- _YOUR OBJECTIVE_
Read the data line by line and say how many lines contain the string "door", giving the number alone.

Segment Start: RECORDS PROVIDED

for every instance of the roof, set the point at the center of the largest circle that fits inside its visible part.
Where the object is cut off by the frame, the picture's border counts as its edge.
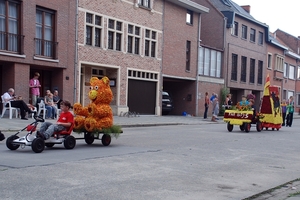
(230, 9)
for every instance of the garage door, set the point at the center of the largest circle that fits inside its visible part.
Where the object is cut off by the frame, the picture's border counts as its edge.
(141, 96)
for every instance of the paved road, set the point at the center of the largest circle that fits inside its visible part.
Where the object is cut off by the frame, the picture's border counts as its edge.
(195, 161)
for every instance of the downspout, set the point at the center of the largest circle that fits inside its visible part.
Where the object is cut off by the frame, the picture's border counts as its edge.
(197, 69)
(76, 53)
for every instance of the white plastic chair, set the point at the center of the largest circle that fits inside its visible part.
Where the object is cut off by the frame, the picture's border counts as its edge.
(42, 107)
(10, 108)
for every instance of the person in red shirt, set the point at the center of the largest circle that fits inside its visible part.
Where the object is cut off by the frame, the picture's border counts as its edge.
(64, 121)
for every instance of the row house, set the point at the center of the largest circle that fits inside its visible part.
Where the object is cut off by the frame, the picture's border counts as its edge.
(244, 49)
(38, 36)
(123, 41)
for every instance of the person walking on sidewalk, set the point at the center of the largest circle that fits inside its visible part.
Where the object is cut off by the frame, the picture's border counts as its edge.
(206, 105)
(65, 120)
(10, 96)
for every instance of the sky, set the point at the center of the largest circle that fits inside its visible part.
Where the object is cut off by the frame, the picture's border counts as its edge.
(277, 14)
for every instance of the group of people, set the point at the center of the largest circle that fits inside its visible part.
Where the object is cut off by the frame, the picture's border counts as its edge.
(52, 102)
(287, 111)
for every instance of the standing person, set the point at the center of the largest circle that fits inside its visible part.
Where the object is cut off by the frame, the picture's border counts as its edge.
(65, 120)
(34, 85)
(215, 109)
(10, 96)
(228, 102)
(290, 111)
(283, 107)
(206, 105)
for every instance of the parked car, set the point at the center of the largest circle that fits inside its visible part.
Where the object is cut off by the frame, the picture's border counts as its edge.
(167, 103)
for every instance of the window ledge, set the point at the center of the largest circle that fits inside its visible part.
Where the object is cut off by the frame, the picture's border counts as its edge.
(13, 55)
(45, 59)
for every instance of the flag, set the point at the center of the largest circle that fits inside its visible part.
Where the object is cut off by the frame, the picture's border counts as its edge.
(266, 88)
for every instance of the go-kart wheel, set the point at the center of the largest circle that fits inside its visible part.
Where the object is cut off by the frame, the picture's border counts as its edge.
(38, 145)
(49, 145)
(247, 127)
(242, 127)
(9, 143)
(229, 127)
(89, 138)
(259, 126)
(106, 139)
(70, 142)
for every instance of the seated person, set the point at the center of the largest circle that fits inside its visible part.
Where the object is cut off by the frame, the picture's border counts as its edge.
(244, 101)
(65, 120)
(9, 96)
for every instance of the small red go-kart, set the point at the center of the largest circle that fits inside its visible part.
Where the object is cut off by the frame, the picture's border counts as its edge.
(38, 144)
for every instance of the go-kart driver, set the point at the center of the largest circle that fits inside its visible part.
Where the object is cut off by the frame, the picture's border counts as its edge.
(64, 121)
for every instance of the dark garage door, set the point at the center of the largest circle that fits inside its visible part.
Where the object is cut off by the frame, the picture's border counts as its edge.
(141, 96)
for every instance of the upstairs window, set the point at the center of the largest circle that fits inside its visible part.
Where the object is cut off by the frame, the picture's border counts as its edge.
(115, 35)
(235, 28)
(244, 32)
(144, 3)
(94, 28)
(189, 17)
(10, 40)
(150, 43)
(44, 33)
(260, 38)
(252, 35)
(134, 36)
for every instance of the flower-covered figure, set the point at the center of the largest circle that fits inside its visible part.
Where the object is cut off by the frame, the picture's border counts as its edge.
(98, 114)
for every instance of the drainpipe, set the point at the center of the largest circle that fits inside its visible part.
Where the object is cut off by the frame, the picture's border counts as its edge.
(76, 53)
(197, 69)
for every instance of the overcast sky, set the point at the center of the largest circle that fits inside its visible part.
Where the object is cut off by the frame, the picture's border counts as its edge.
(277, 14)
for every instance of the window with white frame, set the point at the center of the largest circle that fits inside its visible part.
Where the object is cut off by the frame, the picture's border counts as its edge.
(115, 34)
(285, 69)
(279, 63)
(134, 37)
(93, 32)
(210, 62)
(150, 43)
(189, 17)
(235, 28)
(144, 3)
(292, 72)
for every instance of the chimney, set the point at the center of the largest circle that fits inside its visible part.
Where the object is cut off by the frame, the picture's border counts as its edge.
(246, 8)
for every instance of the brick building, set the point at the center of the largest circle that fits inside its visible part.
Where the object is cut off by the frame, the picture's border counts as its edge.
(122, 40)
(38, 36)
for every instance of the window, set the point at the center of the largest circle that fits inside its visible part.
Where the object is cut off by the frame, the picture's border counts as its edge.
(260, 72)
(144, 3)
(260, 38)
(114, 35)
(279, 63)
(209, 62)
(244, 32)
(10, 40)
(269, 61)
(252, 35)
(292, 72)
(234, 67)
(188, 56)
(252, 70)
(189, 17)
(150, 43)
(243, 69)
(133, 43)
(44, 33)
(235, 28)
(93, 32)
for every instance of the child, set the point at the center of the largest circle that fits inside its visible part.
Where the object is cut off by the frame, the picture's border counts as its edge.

Segment End: RECORDS PROVIDED

- _WORKED SOLUTION_
2